# Passage provided:
......
Keep kidding yourself. You think euro banks are in better shapethen US? You think Chinese, Japenese banks are in better shape then US? Two articles follow: Ring Fences, Rustlers and a global bank insolvency | Sep 12, 2008
In this week which has seen so much speculation on the fate of Lehman Brothers, it seems only sensible to review how an international insolvency of a major bank works and what it might mean for international creditors. The insolvency treatment of international banks has remained one of the stubbornly difficult areas of law to harmonise and huge uncertainty and complexity remains. For excellent background, see Cross-border bank insolvency by Rosa Maria Lastra of Queen Mary, University of London.
Although markets are global, and Lehman Brothers operations span the globe, all insolvency is local. The basic premise is that each jurisdiction buries its own dead and keeps whatever treasure or garbage it finds with the corpse. Local creditors get to recover their claims out of the locally available assets. If, and only if, there are any assets left over will international creditors be invited to make a claim for the rest. Europe has managed to harmonise cross-border insolvency for banks under directives and local law to embody principles of universality and unity within the EU, but that only works equitably if enough assets are in the EU when the bank fails, and local insolvency law still applies in all its divergent complexity.
Claims against a bank are deemed located wherever the contract creating the claim is undertaken. If it is under US law then the claimant must look to the liquidator in the United States and assets under his control for recovery. If the claim is in Hong Kong, then the claimant looks to the Hong Kong receiver and assets.
The key to having a happy insolvency, if such a thing exists, lies in ensuring that when a globalised bank goes bust, all the best assets are inside your borders and subject to seizure by your liquidators on behalf of your creditors. Everyone else outside your borders is on their own. As the US dollar is the reserve currency of banking and US Treasuries, Agencies and other assets are the highest preferred asset class, the US is almost always in a good position in an international bank failure.
......
# To do:
1. Answer these questions about the passage on bank insolvency:
(a) Which work does the passage recommend for background?
(b) Where is a claim against a bank deemed located?
(c) According to the passage, what two facts put the US in a good position in an international bank failure?
2. Identify every line of the records that contains the string "bird" and copy each one.
The passage and the records are separate material.

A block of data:
......
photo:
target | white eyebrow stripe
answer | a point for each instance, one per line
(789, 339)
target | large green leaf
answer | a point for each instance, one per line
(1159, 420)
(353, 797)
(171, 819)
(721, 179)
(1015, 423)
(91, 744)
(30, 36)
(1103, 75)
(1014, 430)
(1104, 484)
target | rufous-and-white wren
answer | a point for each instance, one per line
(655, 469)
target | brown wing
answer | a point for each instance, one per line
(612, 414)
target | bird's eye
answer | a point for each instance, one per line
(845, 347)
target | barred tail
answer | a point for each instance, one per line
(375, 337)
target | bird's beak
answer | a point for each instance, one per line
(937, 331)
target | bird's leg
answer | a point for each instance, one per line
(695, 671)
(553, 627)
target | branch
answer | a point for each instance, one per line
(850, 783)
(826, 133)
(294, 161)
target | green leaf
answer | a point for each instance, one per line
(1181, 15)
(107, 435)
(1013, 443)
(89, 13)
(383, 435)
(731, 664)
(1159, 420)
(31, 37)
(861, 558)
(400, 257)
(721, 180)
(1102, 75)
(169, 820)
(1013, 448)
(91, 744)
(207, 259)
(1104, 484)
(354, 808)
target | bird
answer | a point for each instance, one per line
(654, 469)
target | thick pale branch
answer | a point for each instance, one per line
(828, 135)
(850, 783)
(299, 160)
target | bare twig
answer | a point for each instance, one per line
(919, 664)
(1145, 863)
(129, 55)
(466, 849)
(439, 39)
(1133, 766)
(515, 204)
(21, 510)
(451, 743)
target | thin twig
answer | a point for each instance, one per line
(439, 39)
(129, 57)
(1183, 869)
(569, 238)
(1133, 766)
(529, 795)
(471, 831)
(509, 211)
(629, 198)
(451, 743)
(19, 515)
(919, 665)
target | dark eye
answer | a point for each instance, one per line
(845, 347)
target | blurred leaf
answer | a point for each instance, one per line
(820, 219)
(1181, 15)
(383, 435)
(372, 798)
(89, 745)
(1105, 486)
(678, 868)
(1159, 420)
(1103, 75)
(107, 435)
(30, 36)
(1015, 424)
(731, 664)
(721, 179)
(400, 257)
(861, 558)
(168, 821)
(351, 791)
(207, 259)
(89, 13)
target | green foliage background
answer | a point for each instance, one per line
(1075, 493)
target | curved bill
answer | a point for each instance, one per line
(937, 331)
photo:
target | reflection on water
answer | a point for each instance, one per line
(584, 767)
......
# Answers to the tasks:
1.
(a) Cross-border bank insolvency by Rosa Maria Lastra of Queen Mary, University of London.
(b) Wherever the contract creating the claim is undertaken.
(c) The US dollar is the reserve currency of banking, and US Treasuries, Agencies and other assets are the highest preferred asset class.

2.
target | bird's eye
target | bird's beak
target | bird's leg
target | bird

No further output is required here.